— BEGIN Extract —
Another thing is that we’d like to eliminate the need to do any programming or
HTML/CSS as much as possible.

Th jobs that are available as a part of the hosted solution is not yet part of
the open-source library but this is certainly something for us to consider
moving under open-source too.

We are currently at quite an early stage and a lot of work is still ahead.
We’ll appreciate any feedback and suggestions on where to steer the roadmap.

Gonna work on preparing more use-case specific tutorials within coming weeks.

------
PaulHoule
How do you deal with differential versioning of code and data, and the fact
that people don't always execute notebooks from top to bottom?

For instance, suppose I have a notebook that takes 2 hours to generate a
model. From the viewpoint of explaining it I'd like to make a notebook where I
start from the beginning, train the model, then use it.

If I want to show it to people I want to save all the results and re-render
them, not rerun the calculation, certainly if I want to show off the results
in a 1 hour talk!

From the viewpoint of reproducibility, however, you have to be able to run the
notebook from top to bottom and get a 'correct' result. I'm not going to say
the 'same' result because many calculations are stochastic in nature (e.g.
random numbers) or because often the data changes. (Let's say I have somebody
make a notebook that does April's sales reports -- shouldn't I just be able to
point it to the may data to make May's sales reports?)

Between the long time delays (longer than people can hold a context in their
mind, longer than they want to wait) for the system to settle down and the
total complexity I find that many people involved with data science violently
resist confronting the above issues. The effects are much like the visual
"blind spot" \-- you might get a series of projects that were 98% completed
but didn't quite deliver business value although everybody feels like they did
their part.
— END Extract —
— BEGIN Data excerpt —
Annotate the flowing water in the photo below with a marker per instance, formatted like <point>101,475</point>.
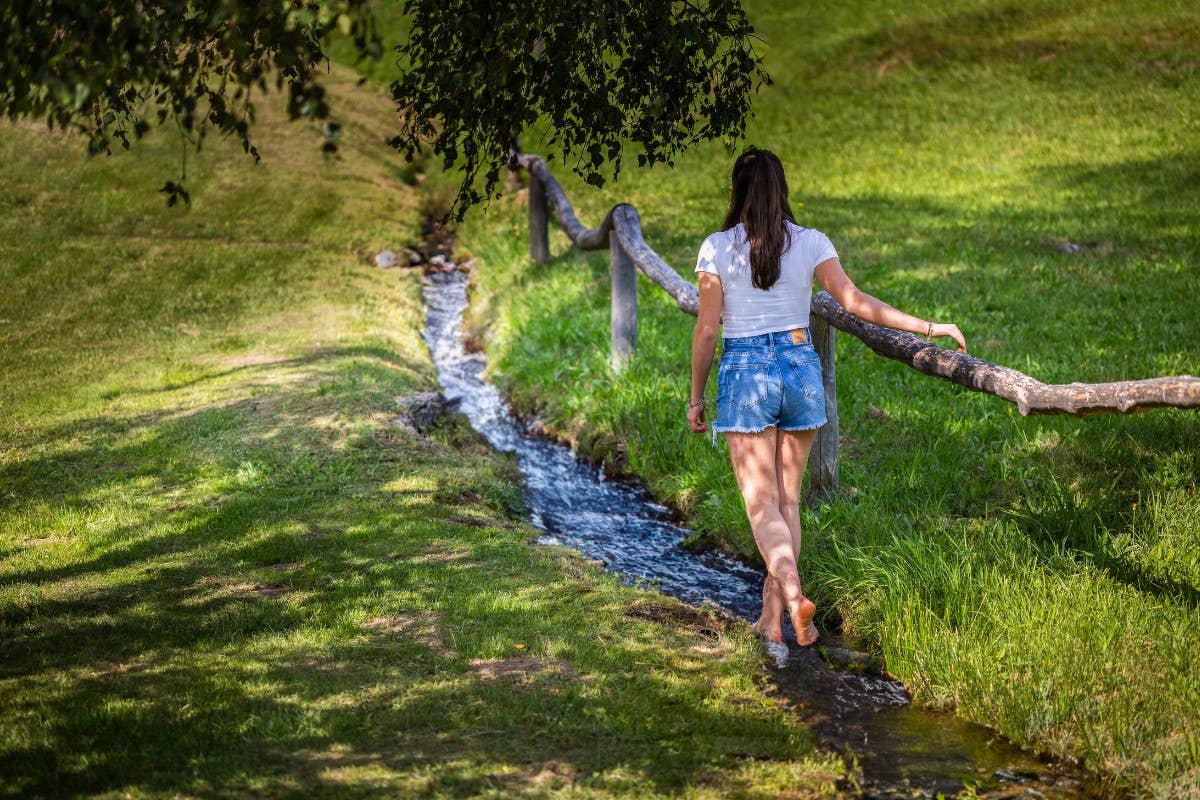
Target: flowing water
<point>901,751</point>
— END Data excerpt —
◆ **Problems and tasks**
1 > Copy the notebook thread word for word, between "random numbers) or" and "May's sales reports?)", inclusive.
2 > List every numeral that appears in the notebook thread, together with what each one measures.
3 > Continue the forum thread about notebooks and reproducibility from the point where it stops.

◆ **Solved problems**
1 >
random numbers) or because often the data changes. (Let's say I have somebody
make a notebook that does April's sales reports -- shouldn't I just be able to
point it to the may data to make May's sales reports?)

2 >
- 2: the hours a notebook takes to generate a model
- 1: the length in hours of a talk
- 98%: how complete a series of projects was

3 >
Like other vendors in this crowded space, dstack leads with technology as the
key problematic "e.g. supports Python and R", "matlib, Tensfolow, plotly, ..."

It's certainly true that people don't want to face up to reality in that area.
Maybe 50% or 90% of the "waste" in the area involves setting your dependencies
up, begging your boss to get you access to "the cloud of your choice if that's
what's needed". The trouble with is that investment in particular technologies
are of temporary value (maybe people will still be using R in 2030, maybe they
won't be using Tensorflow, almost certainly plotly gets bought by Google and
shut down by then)

Years back I researched the problem of running Tensorflow models that we got
off the pavement, building a database that says TF version X depends on CUDA
version Y, CNN version Z, and being able to have multiple copies of the
userspace GPU drivers installed simultaneously (e.g. just put 'em in a
directory and set the library path to point at 'em -- don't even need
containers!)

I could have sworn Google looked at my source because they did the one thing
that could have broke that strategy. Also the company I was working for lost
interest in that particular shiny thing. That's a basic problem with
maintaining a distribution of other people's software -- like treading water
it takes effort just to stay in one place.

The more fundamental problems that turn up in going from data to decision and
products are eternal and not tied to a particular technology. If you solve
those problems rather than chase the shiny you might break out of the pack.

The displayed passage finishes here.